-- Start --

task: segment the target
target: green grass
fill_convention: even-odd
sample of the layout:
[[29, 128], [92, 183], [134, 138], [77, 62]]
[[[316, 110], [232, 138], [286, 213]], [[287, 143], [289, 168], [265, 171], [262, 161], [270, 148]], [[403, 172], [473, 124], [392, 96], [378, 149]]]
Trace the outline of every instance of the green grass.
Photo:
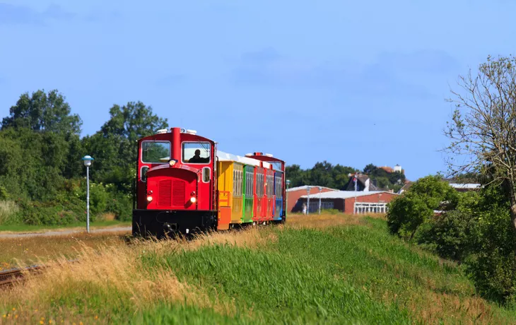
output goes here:
[[[158, 324], [516, 322], [514, 311], [476, 297], [459, 266], [389, 235], [384, 220], [346, 225], [339, 219], [346, 216], [332, 218], [339, 225], [264, 228], [262, 237], [273, 240], [249, 247], [218, 240], [252, 238], [247, 232], [199, 246], [120, 247], [57, 277], [58, 286], [51, 280], [35, 295], [0, 297], [0, 312], [38, 309], [23, 319], [64, 315], [77, 324], [95, 317]], [[188, 288], [178, 293], [181, 284]], [[165, 295], [156, 293], [159, 288]]]
[[[104, 227], [110, 226], [129, 226], [131, 225], [130, 221], [119, 221], [108, 220], [108, 221], [95, 221], [94, 223], [90, 222], [90, 229], [95, 229]], [[55, 230], [59, 229], [70, 229], [70, 228], [83, 228], [86, 229], [86, 223], [71, 223], [69, 225], [0, 225], [0, 232], [41, 232], [43, 230]]]

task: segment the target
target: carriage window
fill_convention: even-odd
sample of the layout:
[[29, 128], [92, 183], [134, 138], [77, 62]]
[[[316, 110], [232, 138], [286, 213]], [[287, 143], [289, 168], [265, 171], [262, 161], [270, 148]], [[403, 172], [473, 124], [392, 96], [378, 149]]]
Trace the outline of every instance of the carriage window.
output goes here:
[[210, 167], [205, 167], [202, 169], [202, 181], [207, 183], [210, 181]]
[[141, 160], [143, 162], [166, 163], [170, 160], [170, 142], [146, 141], [141, 143]]
[[141, 182], [147, 182], [147, 170], [148, 170], [148, 167], [143, 166], [141, 167], [141, 171], [140, 172], [140, 179]]
[[207, 164], [210, 162], [209, 142], [183, 142], [182, 162]]

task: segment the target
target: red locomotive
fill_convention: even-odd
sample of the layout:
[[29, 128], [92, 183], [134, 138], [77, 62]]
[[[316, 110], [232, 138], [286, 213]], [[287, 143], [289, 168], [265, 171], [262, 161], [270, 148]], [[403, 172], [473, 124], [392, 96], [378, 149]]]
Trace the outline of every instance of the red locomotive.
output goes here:
[[285, 162], [271, 155], [231, 155], [194, 131], [159, 130], [138, 141], [133, 235], [283, 223], [285, 182]]

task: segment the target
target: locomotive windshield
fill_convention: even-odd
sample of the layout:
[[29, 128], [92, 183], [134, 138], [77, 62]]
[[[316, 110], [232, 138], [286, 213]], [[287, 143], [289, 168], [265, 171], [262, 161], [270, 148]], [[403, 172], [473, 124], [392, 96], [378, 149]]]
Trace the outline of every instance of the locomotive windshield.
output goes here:
[[183, 142], [182, 162], [206, 164], [210, 162], [209, 142]]
[[169, 141], [143, 141], [141, 144], [141, 160], [143, 162], [168, 162], [170, 160]]

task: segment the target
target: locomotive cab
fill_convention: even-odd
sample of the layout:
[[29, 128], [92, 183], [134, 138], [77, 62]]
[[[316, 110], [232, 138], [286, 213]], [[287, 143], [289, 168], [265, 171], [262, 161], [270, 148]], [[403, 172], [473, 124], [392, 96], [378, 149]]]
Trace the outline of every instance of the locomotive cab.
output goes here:
[[215, 228], [216, 153], [214, 141], [180, 128], [140, 139], [133, 235]]

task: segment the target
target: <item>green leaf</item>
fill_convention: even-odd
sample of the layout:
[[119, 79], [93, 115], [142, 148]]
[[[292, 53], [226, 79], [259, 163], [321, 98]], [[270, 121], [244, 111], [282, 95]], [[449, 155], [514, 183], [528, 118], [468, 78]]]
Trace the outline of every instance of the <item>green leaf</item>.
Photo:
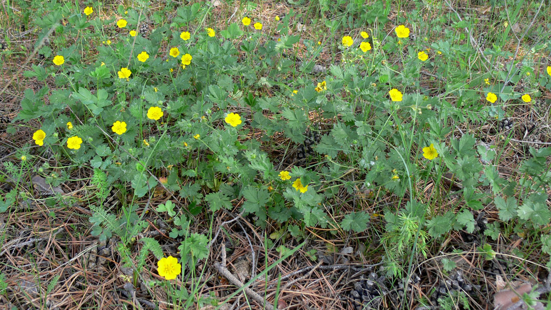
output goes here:
[[456, 267], [455, 262], [447, 258], [442, 259], [442, 264], [443, 265], [444, 270], [446, 271], [451, 271]]
[[268, 191], [263, 188], [259, 189], [249, 186], [243, 190], [243, 197], [246, 199], [243, 203], [243, 210], [249, 213], [255, 213], [266, 206], [270, 195]]
[[210, 204], [209, 208], [213, 212], [215, 212], [223, 208], [226, 209], [231, 208], [230, 198], [220, 192], [206, 195], [205, 200]]
[[236, 23], [232, 23], [226, 30], [222, 30], [220, 33], [226, 39], [237, 39], [243, 35], [243, 31], [241, 31]]
[[454, 215], [451, 212], [447, 212], [444, 215], [435, 216], [427, 221], [426, 226], [429, 228], [429, 233], [434, 238], [437, 238], [449, 232], [453, 223]]
[[288, 125], [291, 128], [299, 129], [301, 132], [306, 129], [306, 124], [309, 119], [304, 110], [285, 108], [282, 114], [284, 117], [289, 119]]
[[341, 222], [341, 227], [344, 230], [353, 230], [354, 232], [361, 232], [368, 229], [369, 214], [366, 213], [352, 212], [344, 216]]
[[502, 221], [509, 221], [516, 215], [516, 209], [518, 205], [516, 199], [513, 197], [507, 198], [505, 202], [501, 197], [494, 198], [495, 206], [499, 210], [499, 219]]
[[[542, 201], [541, 197], [545, 197]], [[547, 225], [551, 217], [551, 212], [549, 211], [545, 199], [547, 195], [543, 194], [532, 194], [526, 200], [522, 205], [517, 210], [518, 217], [522, 220], [531, 221], [538, 225]]]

-- End --

* _Written request_: Copy out all of the items above word for word, but leave out the pictures.

* _Solution for this problem_:
task: segment the target
target: green grass
fill_convention: even-odd
sample of the layout:
[[29, 128], [92, 183], [134, 138], [77, 62]]
[[[316, 110], [232, 138], [286, 213]], [[287, 143], [289, 168], [265, 171], [262, 161], [270, 148]], [[403, 172], [473, 124], [392, 96], [378, 149]]]
Trace the outline of every instance of the green grass.
Photo:
output goes here:
[[[158, 324], [516, 322], [514, 311], [476, 297], [459, 266], [389, 235], [384, 220], [346, 225], [339, 219], [346, 216], [332, 218], [339, 225], [264, 228], [262, 237], [273, 240], [249, 247], [218, 240], [252, 238], [247, 232], [199, 246], [120, 247], [57, 277], [58, 286], [51, 280], [35, 295], [0, 297], [0, 312], [38, 309], [23, 319], [64, 315], [77, 324], [95, 317]], [[188, 288], [178, 293], [181, 284]], [[165, 295], [156, 293], [159, 288]]]
[[[104, 227], [110, 226], [129, 226], [131, 225], [130, 221], [119, 221], [108, 220], [108, 221], [95, 221], [94, 223], [90, 222], [90, 229], [95, 229]], [[55, 230], [59, 229], [70, 229], [70, 228], [83, 228], [86, 229], [86, 223], [71, 223], [69, 225], [0, 225], [0, 232], [41, 232], [43, 230]]]

task: segment the target
target: carriage window
fill_convention: even-odd
sample of the layout:
[[29, 128], [92, 183], [134, 138], [77, 62]]
[[[316, 110], [232, 138], [286, 213]], [[287, 143], [289, 168], [265, 171], [262, 161], [270, 148]], [[403, 172], [473, 124], [392, 96], [378, 149]]]
Trace the outline of every instance of the carriage window.
output goes here:
[[210, 167], [205, 167], [202, 169], [202, 181], [207, 183], [210, 181]]
[[141, 160], [143, 162], [166, 163], [170, 160], [170, 142], [146, 141], [141, 143]]
[[141, 182], [147, 182], [147, 170], [148, 170], [148, 167], [143, 166], [141, 167], [141, 171], [140, 172], [140, 179]]
[[207, 164], [210, 162], [209, 142], [183, 142], [182, 162]]

task: segment the target
target: red locomotive
fill_convention: even-odd
sample of the layout:
[[29, 128], [92, 183], [134, 138], [77, 62]]
[[[316, 110], [232, 138], [286, 213]], [[287, 143], [289, 168], [265, 171], [262, 161], [270, 148]], [[403, 172], [473, 124], [392, 96], [378, 149]]]
Trace the outline of every instance of the red locomotive.
output goes here:
[[285, 162], [271, 155], [231, 155], [194, 131], [159, 130], [138, 141], [133, 235], [283, 223], [285, 182]]

task: segment the target
target: locomotive windshield
fill_convention: even-odd
sample of the layout:
[[29, 128], [92, 183], [134, 138], [77, 62]]
[[[316, 110], [232, 138], [286, 213]], [[287, 143], [289, 168], [265, 171], [262, 161], [270, 148]], [[403, 172], [473, 124], [392, 96], [378, 149]]]
Trace the outline of every instance of the locomotive windshield.
output goes here:
[[183, 142], [182, 162], [206, 164], [210, 162], [209, 142]]
[[169, 141], [143, 141], [141, 144], [141, 160], [143, 162], [168, 162], [170, 160]]

task: segment the target
target: locomotive cab
fill_convention: even-odd
sample of the layout:
[[29, 128], [92, 183], [134, 138], [77, 62]]
[[[316, 110], [232, 138], [286, 213]], [[287, 143], [289, 168], [265, 171], [262, 161], [270, 148]], [[403, 172], [473, 124], [392, 96], [378, 149]]]
Trace the outline of every instance of the locomotive cab.
output goes here:
[[215, 228], [216, 153], [214, 141], [180, 128], [140, 139], [133, 235]]

task: segment the target
target: <item>green leaf</item>
fill_convention: even-odd
sample of the layout:
[[119, 79], [93, 115], [142, 148]]
[[[292, 53], [226, 79], [259, 163], [321, 98]], [[270, 121], [244, 111], [282, 95]], [[449, 155], [514, 183], [528, 118], [468, 78]]]
Trace the outline of every instance of the <item>green leaf</item>.
Photo:
output goes here:
[[456, 267], [455, 262], [447, 258], [442, 259], [442, 264], [443, 265], [444, 270], [446, 271], [451, 271]]
[[268, 191], [263, 188], [259, 189], [249, 186], [243, 190], [243, 197], [246, 199], [243, 203], [243, 210], [249, 213], [255, 213], [266, 206], [270, 195]]
[[210, 204], [209, 208], [213, 212], [215, 212], [223, 208], [226, 209], [231, 208], [230, 198], [220, 192], [206, 195], [205, 200]]
[[236, 23], [232, 23], [226, 30], [222, 30], [220, 33], [226, 39], [237, 39], [243, 35], [243, 31], [241, 31]]
[[454, 215], [451, 212], [447, 212], [444, 215], [435, 216], [427, 221], [426, 226], [429, 228], [429, 233], [434, 238], [437, 238], [449, 232], [453, 223]]
[[288, 125], [291, 128], [299, 129], [301, 132], [306, 129], [306, 124], [309, 119], [304, 110], [285, 108], [282, 114], [284, 117], [289, 119]]
[[341, 222], [341, 227], [344, 230], [353, 230], [354, 232], [361, 232], [368, 229], [369, 214], [366, 213], [352, 212], [344, 216]]
[[502, 221], [509, 221], [516, 215], [516, 209], [518, 205], [516, 199], [513, 197], [507, 198], [505, 202], [501, 197], [494, 198], [495, 206], [499, 210], [499, 219]]
[[[542, 201], [541, 197], [545, 197]], [[547, 225], [551, 217], [551, 212], [549, 211], [545, 199], [547, 195], [543, 194], [532, 194], [526, 200], [522, 205], [517, 210], [518, 217], [522, 220], [531, 221], [538, 225]]]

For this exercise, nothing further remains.